**Material to process:**

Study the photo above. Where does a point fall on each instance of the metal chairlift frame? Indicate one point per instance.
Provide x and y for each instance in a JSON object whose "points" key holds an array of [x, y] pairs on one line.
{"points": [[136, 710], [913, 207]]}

--

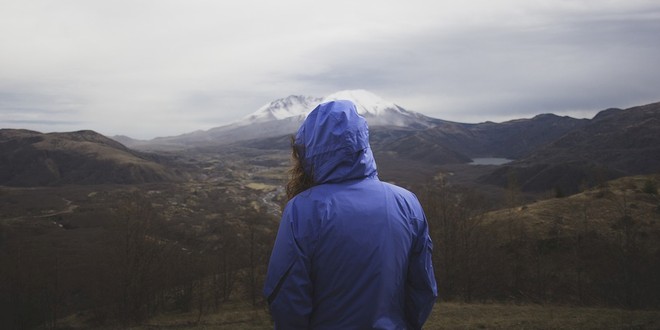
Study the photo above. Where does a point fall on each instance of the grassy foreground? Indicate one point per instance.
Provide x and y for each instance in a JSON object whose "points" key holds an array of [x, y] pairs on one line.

---

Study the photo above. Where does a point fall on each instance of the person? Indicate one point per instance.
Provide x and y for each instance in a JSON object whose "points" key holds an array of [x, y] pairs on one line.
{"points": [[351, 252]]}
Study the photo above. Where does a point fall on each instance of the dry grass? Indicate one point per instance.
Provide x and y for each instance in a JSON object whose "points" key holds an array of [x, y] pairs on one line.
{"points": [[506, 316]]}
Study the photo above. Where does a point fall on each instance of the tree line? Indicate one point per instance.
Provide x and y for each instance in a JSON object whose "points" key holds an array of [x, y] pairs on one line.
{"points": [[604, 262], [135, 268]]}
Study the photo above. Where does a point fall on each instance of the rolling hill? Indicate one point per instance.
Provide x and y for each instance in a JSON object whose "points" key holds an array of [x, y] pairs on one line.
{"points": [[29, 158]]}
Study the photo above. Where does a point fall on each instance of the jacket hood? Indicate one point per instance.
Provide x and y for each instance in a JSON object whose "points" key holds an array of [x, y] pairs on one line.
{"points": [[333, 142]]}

**Work required:**
Report every line of the records above that contains the word "metal", copying each one in full.

**Solution below:**
Study the photo above. Where does a point fall on each instance of the metal chairlift frame? Indicate one point per instance.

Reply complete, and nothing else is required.